(OBJECTIVES)
**1.** In the repository page, restate the paragraph that begins "This project is a fine-tuned version" in a single shorter sentence that keeps its main facts.
**2.** Reproduce the part of the repository page starting with "Acknowledgements" and going on through "three convolutional layers.".

(GIVEN TEXT)
○ ○ ○ ○ ○ ○ ○

Skip to content

A comprehensive Cat vs Dog Classifier using TensorFlow and Keras, featuring CNN models, transfer learning, data augmentation, and visualizations for robust binary image classification.

Notifications You must be signed in to change notification settings

dipanjanpathak/Dog-vs-Cat-Classifier

Repository files navigation

Fine tune Cat vs Dog Classifier (95% to 98%)

This repository contains a comprehensive implementation of a Cat vs Dog Classifier using Convolutional Neural Networks (CNNs) built with TensorFlow and Keras. The project showcases various approaches to model building, data augmentation, and fine-tuning, providing a robust foundation for binary image classification tasks.

Fine-Tuning

This project is a fine-tuned version of the work done by Sachin Patil, who achieved an accuracy of 95% on the Cat vs Dog classification task. Through further optimization and fine-tuning, this implementation achieves an improved accuracy of 98%.

Features

  • Comprehensive use of Convolutional Neural Networks (CNNs) for image classification.
  • Data augmentation techniques to enhance model generalization.
  • Fine-tuning with a focus on improving performance beyond the baseline.

Acknowledgements

Special thanks to Sachin Patil for the initial implementation that laid the foundation for this project.


Project Structure

  • Basic CNN Model: A simple CNN model with three convolutional layers.
  • Improved CNN Model: Enhanced CNN with batch normalization and dropout layers.
  • Advanced CNN Model: A deeper CNN with four convolutional layers for better performance.
  • Transfer Learning with VGG16: Fine-tuning a pre-trained VGG16 model for binary classification.
  • Data Augmentation: Implementation of data augmentation to improve generalization.
  • Plots: Visualizations of training and validation loss for performance monitoring.

○ ○ ○ ○ ○ ○ ○

(PROVIDED MATERIAL)
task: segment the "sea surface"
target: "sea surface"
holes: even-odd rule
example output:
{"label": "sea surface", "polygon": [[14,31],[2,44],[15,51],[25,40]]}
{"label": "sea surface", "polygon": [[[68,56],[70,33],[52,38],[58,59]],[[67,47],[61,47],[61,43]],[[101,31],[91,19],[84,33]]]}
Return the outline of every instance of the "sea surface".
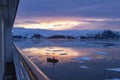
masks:
{"label": "sea surface", "polygon": [[14,43],[51,80],[120,80],[120,40],[28,39]]}

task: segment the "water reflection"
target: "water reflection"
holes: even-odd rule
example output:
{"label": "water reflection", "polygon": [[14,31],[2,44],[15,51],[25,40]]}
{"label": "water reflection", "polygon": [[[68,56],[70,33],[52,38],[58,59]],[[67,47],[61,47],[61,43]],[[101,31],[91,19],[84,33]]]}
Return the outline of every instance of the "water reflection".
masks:
{"label": "water reflection", "polygon": [[120,73],[109,70],[120,68],[120,43],[117,43],[105,47],[93,42],[54,40],[16,45],[51,80],[106,80],[120,78]]}
{"label": "water reflection", "polygon": [[[51,62],[52,64],[63,62],[84,62],[91,60],[111,60],[119,59],[118,49],[100,49],[100,48],[67,48],[67,47],[32,47],[25,48],[22,51],[34,62],[40,61],[42,66],[49,66],[48,58],[55,58],[58,62]],[[114,52],[114,53],[112,53]],[[115,55],[114,55],[115,54]]]}

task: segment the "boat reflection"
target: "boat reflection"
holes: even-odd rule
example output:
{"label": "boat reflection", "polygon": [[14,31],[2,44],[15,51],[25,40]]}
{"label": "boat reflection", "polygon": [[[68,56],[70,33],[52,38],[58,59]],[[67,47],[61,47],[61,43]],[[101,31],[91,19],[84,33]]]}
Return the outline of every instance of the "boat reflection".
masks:
{"label": "boat reflection", "polygon": [[47,62],[48,63],[53,63],[53,65],[55,65],[56,63],[59,62],[59,60],[56,59],[55,57],[53,57],[53,58],[47,58]]}

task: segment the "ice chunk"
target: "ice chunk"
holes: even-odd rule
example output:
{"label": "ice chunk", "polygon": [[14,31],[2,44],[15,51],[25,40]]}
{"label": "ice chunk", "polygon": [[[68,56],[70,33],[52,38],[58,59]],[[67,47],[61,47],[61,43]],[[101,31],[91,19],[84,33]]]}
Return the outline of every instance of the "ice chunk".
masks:
{"label": "ice chunk", "polygon": [[114,78],[114,79],[105,79],[105,80],[120,80],[120,78]]}
{"label": "ice chunk", "polygon": [[88,67],[87,66],[80,66],[81,68],[84,68],[84,69],[87,69]]}
{"label": "ice chunk", "polygon": [[120,68],[111,68],[111,69],[107,69],[107,70],[120,72]]}
{"label": "ice chunk", "polygon": [[107,52],[96,52],[96,54],[107,54]]}
{"label": "ice chunk", "polygon": [[83,56],[83,57],[80,57],[80,58],[75,58],[74,60],[77,60],[77,61],[80,61],[80,60],[89,61],[89,60],[92,60],[92,59],[90,57],[88,57],[88,56]]}

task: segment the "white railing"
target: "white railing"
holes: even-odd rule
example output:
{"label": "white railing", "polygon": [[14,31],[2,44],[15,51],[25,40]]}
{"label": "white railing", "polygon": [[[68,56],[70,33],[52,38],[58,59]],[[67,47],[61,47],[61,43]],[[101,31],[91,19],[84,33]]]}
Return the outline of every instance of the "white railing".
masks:
{"label": "white railing", "polygon": [[48,77],[13,44],[17,80],[49,80]]}

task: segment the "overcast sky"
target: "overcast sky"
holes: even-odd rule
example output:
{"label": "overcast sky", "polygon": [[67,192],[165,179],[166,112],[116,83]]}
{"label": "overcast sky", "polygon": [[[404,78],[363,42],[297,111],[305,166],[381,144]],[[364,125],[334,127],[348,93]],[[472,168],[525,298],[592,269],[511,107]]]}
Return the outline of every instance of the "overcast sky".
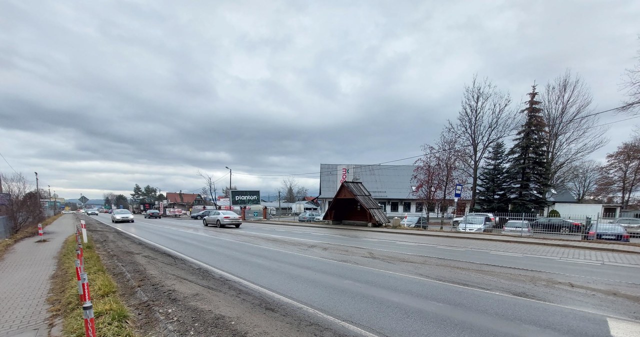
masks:
{"label": "overcast sky", "polygon": [[[617,107],[640,1],[0,2],[0,171],[77,198],[198,170],[273,193],[321,163],[420,154],[488,77],[525,100],[567,68]],[[623,116],[605,114],[602,123]],[[636,121],[611,125],[602,159]],[[396,164],[411,164],[408,159]],[[260,176],[259,175],[270,175]]]}

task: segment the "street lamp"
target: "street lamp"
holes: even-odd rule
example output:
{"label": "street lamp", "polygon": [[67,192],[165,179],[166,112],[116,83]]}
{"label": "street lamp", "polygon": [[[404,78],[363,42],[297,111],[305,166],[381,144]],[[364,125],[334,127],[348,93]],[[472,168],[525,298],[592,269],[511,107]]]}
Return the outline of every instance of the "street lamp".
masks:
{"label": "street lamp", "polygon": [[231,205],[231,169],[228,166],[225,166],[225,168],[229,170],[229,205]]}

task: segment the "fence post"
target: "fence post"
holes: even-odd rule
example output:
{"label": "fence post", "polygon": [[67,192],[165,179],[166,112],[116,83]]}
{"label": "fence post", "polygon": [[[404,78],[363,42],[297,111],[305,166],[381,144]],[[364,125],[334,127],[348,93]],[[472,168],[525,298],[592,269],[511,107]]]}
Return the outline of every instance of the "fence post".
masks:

○ ○ ○ ○ ○ ○ ○

(FINAL ANSWERS)
**1.** Through further optimization and fine-tuning, this implementation raises the 95% accuracy of Sachin Patil's Cat vs Dog classifier to 98%.

**2.**
Acknowledgements

Special thanks to Sachin Patil for the initial implementation that laid the foundation for this project.


Project Structure

  • Basic CNN Model: A simple CNN model with three convolutional layers.